WHAT TO DO:
All of the records below need to be copied exactly.

ENTRIES SUPPLIED:
........
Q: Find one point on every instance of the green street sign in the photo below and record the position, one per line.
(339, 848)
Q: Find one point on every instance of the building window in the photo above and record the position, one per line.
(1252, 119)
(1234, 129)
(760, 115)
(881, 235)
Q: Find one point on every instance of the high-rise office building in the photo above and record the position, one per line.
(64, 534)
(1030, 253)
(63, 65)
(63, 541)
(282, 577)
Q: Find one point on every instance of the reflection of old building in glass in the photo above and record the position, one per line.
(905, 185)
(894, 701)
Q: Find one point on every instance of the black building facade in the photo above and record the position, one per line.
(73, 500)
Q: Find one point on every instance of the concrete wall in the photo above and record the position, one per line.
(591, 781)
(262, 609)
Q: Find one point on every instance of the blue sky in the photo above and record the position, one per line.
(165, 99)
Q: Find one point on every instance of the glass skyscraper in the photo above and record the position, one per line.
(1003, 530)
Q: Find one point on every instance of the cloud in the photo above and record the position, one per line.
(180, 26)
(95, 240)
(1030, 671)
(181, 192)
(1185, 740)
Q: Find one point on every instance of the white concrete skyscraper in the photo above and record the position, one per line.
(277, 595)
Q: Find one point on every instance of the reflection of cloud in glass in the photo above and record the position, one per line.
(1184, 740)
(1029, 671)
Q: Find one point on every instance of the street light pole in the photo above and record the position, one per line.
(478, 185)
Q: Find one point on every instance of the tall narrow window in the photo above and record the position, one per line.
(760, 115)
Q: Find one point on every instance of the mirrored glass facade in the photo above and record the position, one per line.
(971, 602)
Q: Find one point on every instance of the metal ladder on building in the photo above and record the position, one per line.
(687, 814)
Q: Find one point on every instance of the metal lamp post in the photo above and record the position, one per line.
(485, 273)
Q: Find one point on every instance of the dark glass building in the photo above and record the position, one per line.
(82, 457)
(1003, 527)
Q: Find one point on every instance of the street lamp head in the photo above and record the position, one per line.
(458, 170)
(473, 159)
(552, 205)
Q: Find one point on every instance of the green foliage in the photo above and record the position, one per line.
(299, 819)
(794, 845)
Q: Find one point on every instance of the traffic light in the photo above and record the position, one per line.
........
REPLY:
Q: Find one point on every instance of the green street sign in the photo below and record the position, one per line.
(339, 848)
Q: Find one point on every instance of the building window in the photo above and record the position, one per line.
(1252, 119)
(1234, 129)
(760, 115)
(881, 235)
Q: Find one point on every instance of the high-rise office building in the photo above and record the position, one per line.
(64, 534)
(1030, 253)
(63, 65)
(63, 541)
(282, 577)
Q: Find one point on every instance of the reflection of old building in glass in the photo above and record the position, one per line.
(905, 185)
(894, 701)
Q: Find one point on every instance of the black building facade in the photo above and record the position, one per line.
(73, 500)
Q: Find one point on every instance of the concrete wall in the photo above and record the position, one per line.
(591, 781)
(262, 609)
Q: Find one point on every instance of the blue sky in the photo above and record the position, one per line.
(165, 99)
Q: Find one point on every instance of the glass skyscraper in the photo above and record the position, one per line.
(1003, 530)
Q: Find one point on every instance of the cloud in the photo above and record the position, one per line.
(180, 26)
(95, 240)
(1030, 671)
(181, 192)
(1185, 740)
Q: Find one point on every instance of the white concrete skyscraper in the photo above and record the position, one per line.
(277, 595)
Q: Find one point on every instance of the reflection of cloud in glass in the photo above and record the position, one per line.
(1184, 740)
(1029, 671)
Q: Find one point on every instance of the street light pole in the photo above and record the position, one per line.
(478, 185)
Q: Find one point on every instance of the tall narrow window in the photo above and record the position, one per line.
(760, 115)
Q: Find one point on every instance of the mirrored glass facade in the photo above and record the position, one per line.
(971, 602)
Q: Find one point on every instance of the metal ladder on building in the photo above and record the position, one per line.
(687, 814)
Q: Find one point on every instance of the metal lamp post in the photo above and record the position, one per line.
(485, 273)
Q: Find one point on every instance of the dark glass building in the photo above and record the position, one per line.
(82, 457)
(1003, 527)
Q: Find one point on every instance of the street lamp head in the photo above and record the position, one per line.
(458, 170)
(473, 159)
(552, 205)
Q: Find one point on every instance of the green foliage in the photo above and record the position, one per line.
(299, 819)
(794, 845)
Q: Find one point on every instance of the traffic light in the photo above and record the position, one per line.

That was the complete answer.